## Exercise aim:
Render the stretch of the entries below from the line containing "Target: skater" through the line containing "(1172, 140)" as a Markdown table with the columns Row and Line. Leave out any blank lines.

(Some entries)
****

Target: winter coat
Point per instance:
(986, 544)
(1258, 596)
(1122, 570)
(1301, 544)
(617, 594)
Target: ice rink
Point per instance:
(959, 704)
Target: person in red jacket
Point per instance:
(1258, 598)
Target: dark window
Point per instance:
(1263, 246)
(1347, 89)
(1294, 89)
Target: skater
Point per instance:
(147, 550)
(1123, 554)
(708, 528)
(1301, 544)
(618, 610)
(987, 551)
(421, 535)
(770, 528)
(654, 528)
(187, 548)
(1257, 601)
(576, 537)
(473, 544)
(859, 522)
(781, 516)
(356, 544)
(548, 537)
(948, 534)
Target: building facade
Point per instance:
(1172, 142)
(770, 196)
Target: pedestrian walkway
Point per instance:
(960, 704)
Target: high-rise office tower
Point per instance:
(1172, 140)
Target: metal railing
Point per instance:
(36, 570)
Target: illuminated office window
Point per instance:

****

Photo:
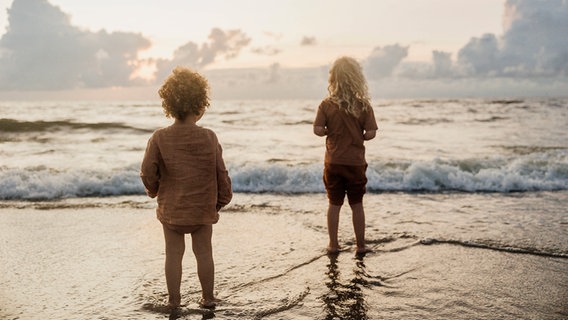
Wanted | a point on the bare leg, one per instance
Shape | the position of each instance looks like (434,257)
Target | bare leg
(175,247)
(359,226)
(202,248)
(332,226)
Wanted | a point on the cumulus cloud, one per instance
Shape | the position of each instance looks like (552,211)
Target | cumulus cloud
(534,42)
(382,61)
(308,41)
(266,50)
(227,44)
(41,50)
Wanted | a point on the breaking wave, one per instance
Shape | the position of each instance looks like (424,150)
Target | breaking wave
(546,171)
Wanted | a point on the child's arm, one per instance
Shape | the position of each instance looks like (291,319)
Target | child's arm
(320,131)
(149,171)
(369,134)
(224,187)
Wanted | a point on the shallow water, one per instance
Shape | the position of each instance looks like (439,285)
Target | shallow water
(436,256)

****

## Answer for this exercise:
| Row | Line |
|---|---|
| 1 | Target: skater |
| 2 | Point per instance: |
| 3 | (147, 550) |
| 4 | (1123, 554) |
| 5 | (708, 528) |
| 6 | (1301, 544) |
| 7 | (618, 610) |
| 8 | (987, 551) |
| 9 | (421, 535) |
| 10 | (770, 528) |
| 11 | (654, 528) |
| 12 | (187, 548) |
| 13 | (1257, 601) |
| 14 | (576, 537) |
| 15 | (473, 544) |
| 16 | (859, 522) |
| 17 | (781, 516) |
| 18 | (356, 544) |
| 19 | (548, 537) |
| 20 | (948, 534) |
| 21 | Target: building facade |
| 22 | Point per instance: |
| 23 | (1172, 142) |
| 24 | (770, 196) |
| 25 | Target: pedestrian walkway |
| 26 | Point per instance: |
| 27 | (960, 704) |
| 28 | Target: high-rise office tower |
| 29 | Point per instance: |
| 30 | (1172, 140) |